--- begin INPUT RECORDS ---

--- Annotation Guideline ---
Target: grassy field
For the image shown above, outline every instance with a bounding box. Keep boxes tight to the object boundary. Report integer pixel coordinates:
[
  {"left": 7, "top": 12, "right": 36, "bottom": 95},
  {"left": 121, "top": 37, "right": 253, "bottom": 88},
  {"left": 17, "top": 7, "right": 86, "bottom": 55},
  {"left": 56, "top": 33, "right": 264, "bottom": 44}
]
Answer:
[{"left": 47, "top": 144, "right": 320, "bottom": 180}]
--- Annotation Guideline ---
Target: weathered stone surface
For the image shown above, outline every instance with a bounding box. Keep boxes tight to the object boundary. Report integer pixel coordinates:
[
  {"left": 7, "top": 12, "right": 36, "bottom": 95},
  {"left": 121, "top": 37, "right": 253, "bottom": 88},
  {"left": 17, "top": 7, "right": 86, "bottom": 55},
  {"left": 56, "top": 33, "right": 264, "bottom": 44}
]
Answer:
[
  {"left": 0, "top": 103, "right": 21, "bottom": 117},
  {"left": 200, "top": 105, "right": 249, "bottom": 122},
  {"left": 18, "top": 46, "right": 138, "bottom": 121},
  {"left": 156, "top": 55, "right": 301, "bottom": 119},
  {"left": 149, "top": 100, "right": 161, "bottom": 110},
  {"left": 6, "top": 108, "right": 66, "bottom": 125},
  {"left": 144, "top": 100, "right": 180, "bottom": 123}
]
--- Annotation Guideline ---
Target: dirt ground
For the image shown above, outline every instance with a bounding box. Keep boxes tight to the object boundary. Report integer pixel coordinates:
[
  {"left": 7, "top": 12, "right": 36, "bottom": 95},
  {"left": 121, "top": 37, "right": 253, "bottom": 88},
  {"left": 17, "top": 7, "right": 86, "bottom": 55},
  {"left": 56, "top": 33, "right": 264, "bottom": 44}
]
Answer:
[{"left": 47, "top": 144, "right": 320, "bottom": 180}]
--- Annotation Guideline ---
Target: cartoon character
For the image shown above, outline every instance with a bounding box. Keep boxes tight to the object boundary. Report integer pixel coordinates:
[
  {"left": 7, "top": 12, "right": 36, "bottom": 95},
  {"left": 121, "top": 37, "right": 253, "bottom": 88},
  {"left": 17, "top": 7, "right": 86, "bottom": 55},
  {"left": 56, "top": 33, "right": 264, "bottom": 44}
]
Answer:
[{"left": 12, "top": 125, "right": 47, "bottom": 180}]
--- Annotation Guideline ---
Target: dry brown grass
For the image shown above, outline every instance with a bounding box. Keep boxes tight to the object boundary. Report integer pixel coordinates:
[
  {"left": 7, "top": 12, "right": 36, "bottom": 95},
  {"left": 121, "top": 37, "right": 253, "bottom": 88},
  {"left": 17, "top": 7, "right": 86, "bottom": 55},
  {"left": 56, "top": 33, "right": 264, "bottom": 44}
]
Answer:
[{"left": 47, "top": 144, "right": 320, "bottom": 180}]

--- end INPUT RECORDS ---

▸ AIM:
All of the data shown above must be copied exactly.

▸ PROBLEM SOLUTION:
--- Annotation Guideline ---
Target: grassy field
For the image shown above, outline every instance with a bounding box. Keep boxes tight to the object boundary. Report integer pixel coordinates:
[
  {"left": 7, "top": 12, "right": 36, "bottom": 95},
  {"left": 121, "top": 37, "right": 253, "bottom": 88},
  {"left": 17, "top": 7, "right": 86, "bottom": 55},
  {"left": 56, "top": 33, "right": 264, "bottom": 44}
]
Answer:
[{"left": 47, "top": 144, "right": 320, "bottom": 180}]
--- Annotation Guideline ---
Target: weathered stone surface
For the image shown above, outline every instance with a bounding box. Keep boxes tight to the object boundary. Report integer pixel coordinates:
[
  {"left": 7, "top": 12, "right": 36, "bottom": 95},
  {"left": 121, "top": 37, "right": 253, "bottom": 88},
  {"left": 17, "top": 7, "right": 86, "bottom": 55},
  {"left": 56, "top": 33, "right": 264, "bottom": 44}
]
Answer:
[
  {"left": 0, "top": 103, "right": 21, "bottom": 117},
  {"left": 200, "top": 105, "right": 249, "bottom": 122},
  {"left": 18, "top": 46, "right": 138, "bottom": 121},
  {"left": 156, "top": 55, "right": 301, "bottom": 119},
  {"left": 149, "top": 100, "right": 161, "bottom": 110},
  {"left": 6, "top": 108, "right": 66, "bottom": 125},
  {"left": 144, "top": 100, "right": 180, "bottom": 123}
]
--- Annotation Guideline ---
Target: dirt ground
For the image shown above, outline every instance with a bounding box. Keep boxes tight to the object boundary. Report integer pixel coordinates:
[
  {"left": 7, "top": 12, "right": 36, "bottom": 95},
  {"left": 121, "top": 37, "right": 253, "bottom": 88},
  {"left": 17, "top": 7, "right": 86, "bottom": 55},
  {"left": 56, "top": 33, "right": 264, "bottom": 44}
]
Answer:
[{"left": 47, "top": 144, "right": 320, "bottom": 180}]
--- Annotation Guideline ---
Target: cartoon character
For the image shown above, outline every instance with a bounding box. Keep boxes tight to the object boundary. Report integer pixel coordinates:
[
  {"left": 7, "top": 12, "right": 36, "bottom": 95},
  {"left": 121, "top": 37, "right": 253, "bottom": 88},
  {"left": 17, "top": 7, "right": 86, "bottom": 55},
  {"left": 56, "top": 33, "right": 264, "bottom": 44}
]
Answer:
[{"left": 12, "top": 125, "right": 47, "bottom": 180}]
--- Annotation Guideline ---
Target: dry brown grass
For the image shown above, outline every instance with a bounding box. Keep boxes tight to the object boundary. Report integer pixel coordinates:
[
  {"left": 7, "top": 12, "right": 36, "bottom": 95},
  {"left": 121, "top": 37, "right": 253, "bottom": 88},
  {"left": 17, "top": 7, "right": 86, "bottom": 55},
  {"left": 56, "top": 33, "right": 264, "bottom": 44}
]
Answer:
[{"left": 47, "top": 144, "right": 320, "bottom": 180}]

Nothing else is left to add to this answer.